=== WHAT THE EXERCISE ASKS ===
Recast the lines of the data below as a numbered list, skipping any blank lines. Start at the line that has "Target: dirt ground" and continue through the end of the data.

(Data from a dataset)
_ _ _

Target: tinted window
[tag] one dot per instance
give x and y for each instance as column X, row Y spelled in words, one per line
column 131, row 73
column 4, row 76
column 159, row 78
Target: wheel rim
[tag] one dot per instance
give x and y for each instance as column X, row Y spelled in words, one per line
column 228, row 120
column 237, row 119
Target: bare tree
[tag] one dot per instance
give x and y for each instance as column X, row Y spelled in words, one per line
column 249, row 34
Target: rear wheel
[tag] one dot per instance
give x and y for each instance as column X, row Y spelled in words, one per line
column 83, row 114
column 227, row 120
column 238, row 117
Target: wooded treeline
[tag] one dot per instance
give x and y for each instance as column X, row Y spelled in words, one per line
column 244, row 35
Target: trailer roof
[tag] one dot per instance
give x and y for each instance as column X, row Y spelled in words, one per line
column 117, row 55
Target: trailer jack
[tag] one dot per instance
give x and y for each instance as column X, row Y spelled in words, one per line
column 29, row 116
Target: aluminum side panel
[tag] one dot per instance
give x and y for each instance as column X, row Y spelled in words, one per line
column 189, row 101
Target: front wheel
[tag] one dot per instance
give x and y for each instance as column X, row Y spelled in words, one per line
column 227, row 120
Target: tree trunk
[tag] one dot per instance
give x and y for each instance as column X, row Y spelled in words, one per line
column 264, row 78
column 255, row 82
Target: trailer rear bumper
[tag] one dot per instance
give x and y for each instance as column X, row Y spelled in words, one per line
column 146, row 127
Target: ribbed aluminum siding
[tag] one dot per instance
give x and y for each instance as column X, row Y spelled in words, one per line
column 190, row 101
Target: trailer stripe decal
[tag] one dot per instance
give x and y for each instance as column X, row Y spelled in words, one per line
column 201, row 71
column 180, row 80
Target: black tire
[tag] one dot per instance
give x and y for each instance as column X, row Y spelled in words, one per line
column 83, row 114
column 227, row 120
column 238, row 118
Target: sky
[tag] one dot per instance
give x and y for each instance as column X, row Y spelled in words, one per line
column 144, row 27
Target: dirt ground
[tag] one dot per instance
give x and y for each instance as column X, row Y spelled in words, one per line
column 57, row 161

_ _ _

=== COMPLETED TASK ===
1. Target: dirt ground
2. [tag] one dot per instance
3. give x and y for each instance as column X, row Y spelled in words, one per line
4. column 57, row 161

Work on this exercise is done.